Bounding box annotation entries
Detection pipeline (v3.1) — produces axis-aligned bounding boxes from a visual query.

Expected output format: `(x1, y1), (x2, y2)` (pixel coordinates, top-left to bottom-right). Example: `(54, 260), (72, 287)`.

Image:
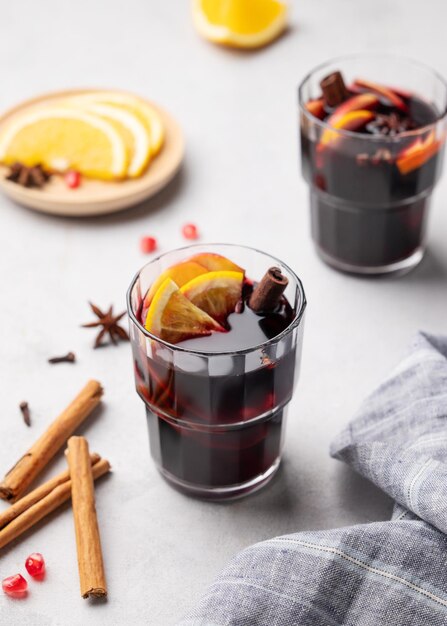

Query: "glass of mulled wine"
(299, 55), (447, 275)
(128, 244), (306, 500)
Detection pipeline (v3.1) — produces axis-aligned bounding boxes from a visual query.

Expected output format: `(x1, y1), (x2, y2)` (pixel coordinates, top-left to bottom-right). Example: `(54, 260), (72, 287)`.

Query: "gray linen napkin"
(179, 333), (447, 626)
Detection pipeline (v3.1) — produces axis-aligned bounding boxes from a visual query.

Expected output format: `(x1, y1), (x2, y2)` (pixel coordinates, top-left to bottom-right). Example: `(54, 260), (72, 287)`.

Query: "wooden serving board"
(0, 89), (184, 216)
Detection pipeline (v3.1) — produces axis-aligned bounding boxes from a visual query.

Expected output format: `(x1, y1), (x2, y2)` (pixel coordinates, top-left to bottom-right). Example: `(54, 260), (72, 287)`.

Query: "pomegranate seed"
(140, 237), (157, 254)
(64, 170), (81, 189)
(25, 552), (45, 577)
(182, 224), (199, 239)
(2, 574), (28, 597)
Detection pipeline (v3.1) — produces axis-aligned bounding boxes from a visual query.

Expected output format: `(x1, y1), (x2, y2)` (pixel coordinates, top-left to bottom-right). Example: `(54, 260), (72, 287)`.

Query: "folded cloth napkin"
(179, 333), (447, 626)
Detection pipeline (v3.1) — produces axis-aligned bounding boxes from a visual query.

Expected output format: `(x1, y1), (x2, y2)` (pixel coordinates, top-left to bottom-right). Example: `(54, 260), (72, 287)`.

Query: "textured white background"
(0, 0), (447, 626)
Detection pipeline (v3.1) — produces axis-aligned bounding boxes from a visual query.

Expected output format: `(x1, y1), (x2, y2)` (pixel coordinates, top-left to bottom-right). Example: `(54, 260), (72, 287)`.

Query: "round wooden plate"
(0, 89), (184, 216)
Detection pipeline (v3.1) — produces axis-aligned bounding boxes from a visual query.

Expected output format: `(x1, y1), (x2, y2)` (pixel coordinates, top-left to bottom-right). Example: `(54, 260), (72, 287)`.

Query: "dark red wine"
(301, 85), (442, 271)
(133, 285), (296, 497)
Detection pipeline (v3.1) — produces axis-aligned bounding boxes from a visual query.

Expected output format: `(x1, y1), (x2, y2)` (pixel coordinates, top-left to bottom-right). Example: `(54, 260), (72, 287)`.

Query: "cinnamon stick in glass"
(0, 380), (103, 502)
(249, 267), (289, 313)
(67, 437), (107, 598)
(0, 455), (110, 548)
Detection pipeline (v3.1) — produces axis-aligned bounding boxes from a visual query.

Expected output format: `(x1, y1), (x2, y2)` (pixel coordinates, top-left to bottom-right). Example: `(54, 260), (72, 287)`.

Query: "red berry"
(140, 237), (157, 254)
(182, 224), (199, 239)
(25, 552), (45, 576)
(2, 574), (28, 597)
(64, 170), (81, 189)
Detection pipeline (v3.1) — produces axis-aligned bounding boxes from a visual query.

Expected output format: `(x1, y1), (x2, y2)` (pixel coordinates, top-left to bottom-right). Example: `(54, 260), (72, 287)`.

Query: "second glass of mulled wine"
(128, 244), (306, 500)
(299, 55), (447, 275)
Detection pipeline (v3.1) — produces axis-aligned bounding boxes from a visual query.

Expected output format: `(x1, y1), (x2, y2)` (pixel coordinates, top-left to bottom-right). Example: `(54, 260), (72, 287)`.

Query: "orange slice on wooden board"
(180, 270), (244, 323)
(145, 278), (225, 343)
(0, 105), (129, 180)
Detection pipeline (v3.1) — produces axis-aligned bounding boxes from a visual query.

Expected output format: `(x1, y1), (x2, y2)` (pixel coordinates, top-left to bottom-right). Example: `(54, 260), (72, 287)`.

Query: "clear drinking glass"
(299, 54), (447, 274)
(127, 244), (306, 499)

Instructions to follow - Extract every line of the items above that contains the word "napkin", copying each line in full.

Output -
Query: "gray linen napkin"
Query: "folded cloth napkin"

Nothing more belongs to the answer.